- _PROVIDED PASSAGE_:
________________________

The Identity Problem

Disclaimer: views expressed are my own and are not endorsed by my employer.

It’s a famous joke that naming things is one of the hardest problems in computer science. I think this alludes to a fundamental truth behind so many of the problems I encounter every day as a software engineer. Let me ruin the joke and reword it a bit.

The hardest problem in computer science is deciding whether two things are the same thing, or different. I don’t know if there’s already a name for this concept, but I’ll just call it the “identity problem”.

The most basic solution to the identity problem is binary:

But this solution is not immediately useful; I need to build more identities on top of this in order to do anything fun. That’s where names come in.

After all, the purpose of naming something is to distinguish it from other things. When we need to name something at StrongDM we sometimes play a game called “bracketology”, in which we brainstorm names and then vote to eliminate them in a March Madness-style bracket tournament, leaving one name victorious. Sometimes the names are pretty similar and we decide based on aesthetic and human factors like “that name is too long and I don’t want to type it.” But sometimes we have to decide between names that mean very different things.

Naming things in software is like trying to partition a 1,000-dimensional space. If I name a thing “Foo”, I categorize it in one partition. “Bar” will place it another partition. Maybe I haven’t even encountered any other data points in either of these partitions yet. Some engineer in the future will get assigned to build a “Bar”-ish looking feature, find my “Bar” in the codebase, and realize they should probably tack their thing onto my thing. On the other hand if I name it “Foo”, hopefully they’ll realize that my thing is not really meant for “Bar” purposes, even though it might look like it. The name itself doesn’t matter much, but it does matter that it helps myself and other engineers distinguish one thing from another.

Identity mismatches

I think a majority of technical debt is caused by identity mismatches. I define an identity mismatch as one thing that should be several different things, or different things that should be one.

________________________

- _INFORMATION SHOWN_:
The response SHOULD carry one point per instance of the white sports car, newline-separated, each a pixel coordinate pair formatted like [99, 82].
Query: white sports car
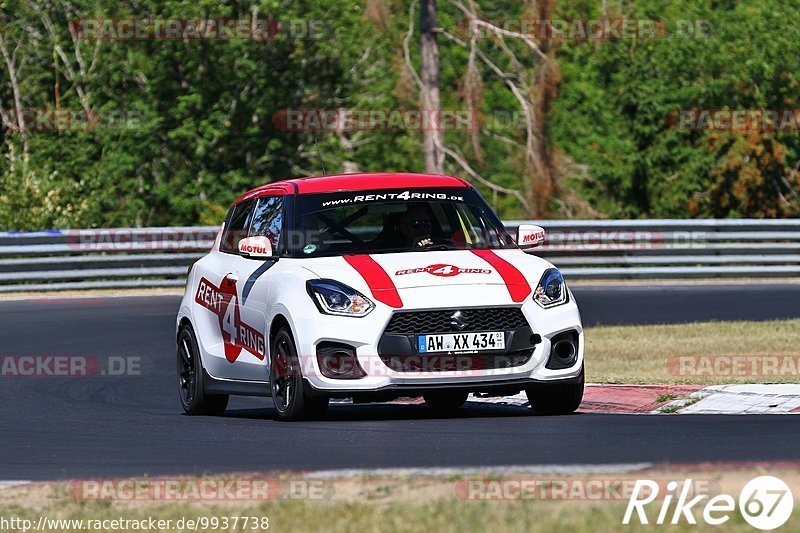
[373, 287]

________________________

- _WORK INSTRUCTIONS_:
1 - Retype the stretch from "The most basic" through "names come in." in the identity problem passage.
2 - According to the identity problem passage, what game does StrongDM sometimes play when it needs to name something?

- _ANSWERS TO THE EXERCISE_:
1 -
The most basic solution to the identity problem is binary:

But this solution is not immediately useful; I need to build more identities on top of this in order to do anything fun. That’s where names come in.

2 - A game called "bracketology."